PROBLEM: Retype all of the records below word for word, leaving out the pictures.

RECORDS TO USE:

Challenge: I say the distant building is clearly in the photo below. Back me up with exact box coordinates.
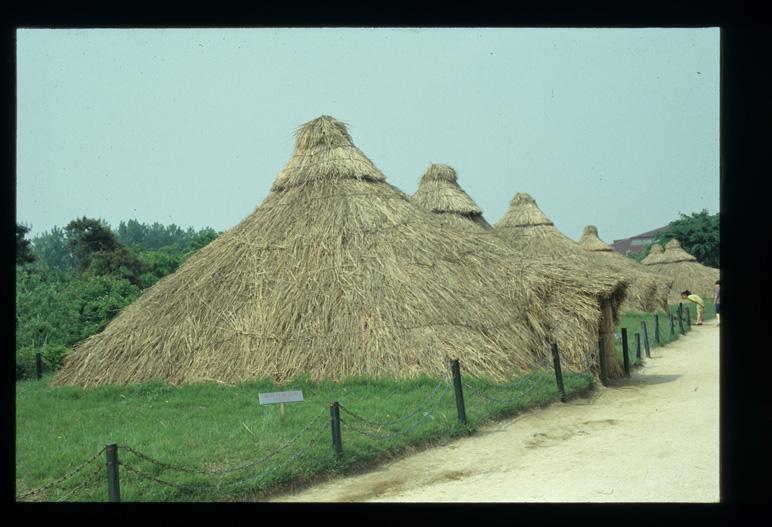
[612,225,668,255]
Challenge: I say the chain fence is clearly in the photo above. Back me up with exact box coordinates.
[17,338,616,501]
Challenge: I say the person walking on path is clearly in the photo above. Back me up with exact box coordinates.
[681,289,705,326]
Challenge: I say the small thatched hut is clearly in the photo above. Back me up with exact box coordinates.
[643,238,720,304]
[641,243,663,265]
[410,163,491,231]
[55,116,568,386]
[493,192,628,377]
[410,164,624,376]
[579,225,673,312]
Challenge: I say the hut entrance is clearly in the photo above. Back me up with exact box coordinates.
[600,300,624,379]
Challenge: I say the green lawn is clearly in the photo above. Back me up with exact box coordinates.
[16,365,593,501]
[616,299,716,368]
[16,301,715,501]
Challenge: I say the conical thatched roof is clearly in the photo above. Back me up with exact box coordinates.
[579,225,673,312]
[410,163,491,229]
[493,192,627,312]
[644,238,720,304]
[641,243,663,265]
[55,116,568,386]
[411,164,620,378]
[493,192,628,377]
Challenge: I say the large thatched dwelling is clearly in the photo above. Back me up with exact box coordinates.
[55,116,572,386]
[643,238,720,304]
[493,192,628,377]
[579,225,673,312]
[410,164,628,378]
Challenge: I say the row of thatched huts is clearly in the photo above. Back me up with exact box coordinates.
[54,116,716,387]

FINISHED ANSWER:
Challenge: I say the distant building is clearly in the photo below. Back me up with exact box coordinates.
[612,225,668,255]
Challenge: I say the chain fence is clearly in the photo above. Back me up with exact box coordinates.
[17,338,616,501]
Challenge: I say the person walking on path is clearly in the photo above. Back me up with exact box coordinates.
[681,289,705,326]
Challenge: I say the small thatched hut is clearly in the photo above. Back me up with exact box coordinates.
[643,238,720,304]
[641,243,663,265]
[410,163,491,231]
[55,116,568,386]
[493,192,628,377]
[410,164,624,376]
[579,225,673,312]
Challenge: I say the hut entrance is clearly in the photo above. Back me up with exact box coordinates.
[600,300,624,379]
Challenge: I say the green lawn is clearly in the photo above. Back me up with exact box coordinates.
[16,365,593,501]
[616,299,716,368]
[16,301,715,501]
Challenge: I say the conical thatched roof is clearly in the photo above. Back me up with exact box coordinates.
[579,225,673,312]
[410,163,491,229]
[493,192,627,312]
[644,238,720,304]
[641,243,663,265]
[55,116,568,386]
[411,164,620,378]
[493,192,628,377]
Challenge: I say the large thatched dwelling is clearly in the photo above. Back me up with exact box coordinates.
[55,116,572,386]
[643,238,720,304]
[493,192,628,377]
[579,225,673,312]
[410,164,628,378]
Challenge: I say the row of thatched huts is clearly in the photo above. Back me up with exact box coordinates.
[54,116,716,387]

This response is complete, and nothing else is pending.